TASK GOAL: Whatever appears in the entries must be given again exactly.

DATASET EXCERPTS:
★ ★ ★ ★
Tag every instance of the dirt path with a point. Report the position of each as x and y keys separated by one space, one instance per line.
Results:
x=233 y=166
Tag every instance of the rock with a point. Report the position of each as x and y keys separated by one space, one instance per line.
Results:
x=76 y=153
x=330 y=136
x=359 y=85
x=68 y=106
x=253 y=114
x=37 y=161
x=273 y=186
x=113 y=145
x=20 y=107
★ ★ ★ ★
WRITTEN RESPONSE:
Tag every instance of the dirt path with a point. Report the position of each as x and y keys separated by one space, one instance per line.
Results:
x=233 y=166
Tag every instance of the rock with a point. Report the position of each as x and y keys separated by one space, one instance per line.
Results:
x=76 y=153
x=330 y=136
x=359 y=85
x=68 y=106
x=253 y=114
x=37 y=161
x=273 y=186
x=113 y=145
x=20 y=107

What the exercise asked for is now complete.